The TIP received by Ikea in the present case fits this description
perfectly. The tenant inducement agreement made it clear that the sole
condition precedent to receipt of the payment was the assumption of Ikea’s
obligations under the lease agreement, and further stipulated that the payment
was to be made within seven days of Ikea’s commencing business in the premises,
pursuant to the lease. Thus, Ikea’s right to the payment became absolute
at that time. There were no further strings attached such as to postpone
actual realization or receipt into a subsequent taxation year, and the payment
was received in full by Ikea in 1986. Therefore, I conclude that the
entire amount was taxable in that year. (emphasis added)
…
40 …The
consideration for the TIP is not the future payment of rent, but rather, the
immediate assumption of the contractual obligations. In such a case,
unless otherwise specified by the inducement agreement, then, and in the
absence of statutory or case law authority to the contrary, the realization
approach commends itself as that which will give a more accurate picture of the
taxpayer’s income. (emphasis added)

Directions for this task —
Reproduce, without alteration, the portion of the excerpt on Ikea's tenant inducement payment that lies between "The TIP received" and "year. (emphasis added)", inclusive.

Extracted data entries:
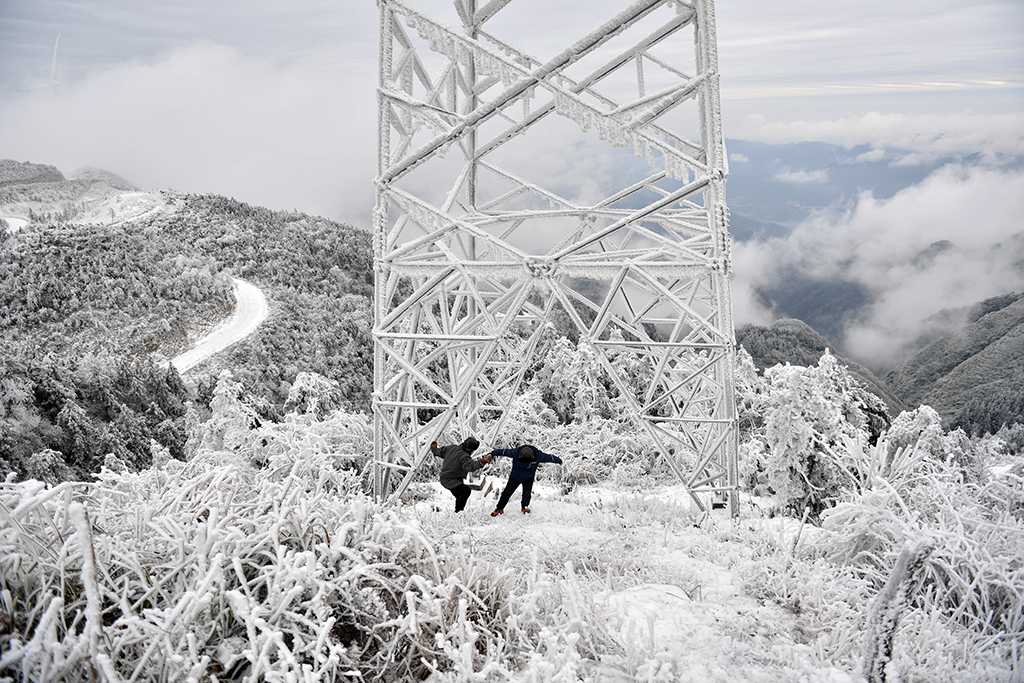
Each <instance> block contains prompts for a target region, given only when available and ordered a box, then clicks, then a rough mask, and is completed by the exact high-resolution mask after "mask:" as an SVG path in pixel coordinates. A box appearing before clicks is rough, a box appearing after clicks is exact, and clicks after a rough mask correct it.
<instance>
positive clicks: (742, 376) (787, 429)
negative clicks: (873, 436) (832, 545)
mask: <svg viewBox="0 0 1024 683" xmlns="http://www.w3.org/2000/svg"><path fill="white" fill-rule="evenodd" d="M739 365H740V368H739V370H740V372H738V373H737V376H738V377H739V379H740V381H739V382H738V387H739V388H740V400H739V407H740V410H741V414H740V415H741V417H740V422H741V425H743V426H744V429H745V430H746V434H745V441H744V445H743V447H742V451H743V456H744V459H743V460H744V462H743V463H742V465H741V468H742V469H741V476H742V480H743V482H744V483H745V485H746V486H748V488H750V489H751V490H753V492H755V493H758V494H761V495H771V496H773V497H774V498H775V500H776V501H777V503H778V505H779V506H780V507H781V508H783V509H786V510H790V511H792V512H794V513H796V514H797V515H801V514H802V513H803V511H804V510H805V509H809V510H810V512H811V514H812V515H813V516H814V517H816V516H817V515H818V514H820V512H821V511H822V510H824V509H825V508H827V507H828V506H829V505H831V504H833V502H834V501H835V500H837V499H838V498H839V496H840V495H841V493H842V489H843V486H844V479H845V478H846V474H845V473H844V472H843V470H842V469H841V468H840V467H839V466H838V465H837V463H836V459H835V457H834V456H833V453H834V452H835V451H836V450H837V449H841V447H842V444H843V443H844V442H845V440H847V439H856V438H870V437H872V436H873V434H872V431H871V422H870V415H873V414H876V413H879V412H880V411H882V412H884V408H883V407H882V401H881V399H879V398H878V397H877V396H874V395H873V394H871V393H869V392H868V391H866V390H865V389H864V388H863V387H861V386H860V385H859V384H858V383H857V381H856V380H855V379H854V378H853V377H852V376H851V375H850V373H849V372H848V371H847V370H846V368H845V367H843V366H841V365H840V364H839V361H838V360H837V359H836V357H835V356H833V355H831V354H829V353H825V354H823V355H822V356H821V358H820V359H819V360H818V365H817V366H816V367H812V368H801V367H795V366H775V367H773V368H769V369H768V370H766V371H765V374H764V379H763V383H759V382H758V381H757V379H756V377H754V376H752V374H751V372H750V369H748V371H746V372H743V367H744V366H743V357H742V355H741V356H740V364H739ZM744 378H745V379H744ZM752 414H753V416H754V417H750V416H751V415H752ZM743 416H748V417H743Z"/></svg>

Output for this task —
The TIP received by Ikea in the present case fits this description
perfectly. The tenant inducement agreement made it clear that the sole
condition precedent to receipt of the payment was the assumption of Ikea’s
obligations under the lease agreement, and further stipulated that the payment
was to be made within seven days of Ikea’s commencing business in the premises,
pursuant to the lease. Thus, Ikea’s right to the payment became absolute
at that time. There were no further strings attached such as to postpone
actual realization or receipt into a subsequent taxation year, and the payment
was received in full by Ikea in 1986. Therefore, I conclude that the
entire amount was taxable in that year. (emphasis added)